___ Data lines
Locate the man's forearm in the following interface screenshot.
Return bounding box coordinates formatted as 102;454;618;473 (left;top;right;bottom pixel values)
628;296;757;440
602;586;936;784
______
___ Data lines
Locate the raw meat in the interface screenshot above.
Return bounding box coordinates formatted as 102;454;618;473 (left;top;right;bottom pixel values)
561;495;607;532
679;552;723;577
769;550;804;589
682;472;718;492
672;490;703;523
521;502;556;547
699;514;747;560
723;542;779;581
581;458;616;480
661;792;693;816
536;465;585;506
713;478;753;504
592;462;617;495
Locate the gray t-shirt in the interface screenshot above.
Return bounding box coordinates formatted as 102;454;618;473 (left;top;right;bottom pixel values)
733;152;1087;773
______
- Exercise goal: Please copy out the items starting with the line containing "Locate the gray" and going on through the line containing "733;152;1087;773", keeping each line identical to the original.

- Response:
Locate the gray t-shirt in the interface screenshot above.
Return bounding box coordinates formatted as 102;454;618;473 (left;top;right;bottom pixel values)
733;152;1087;773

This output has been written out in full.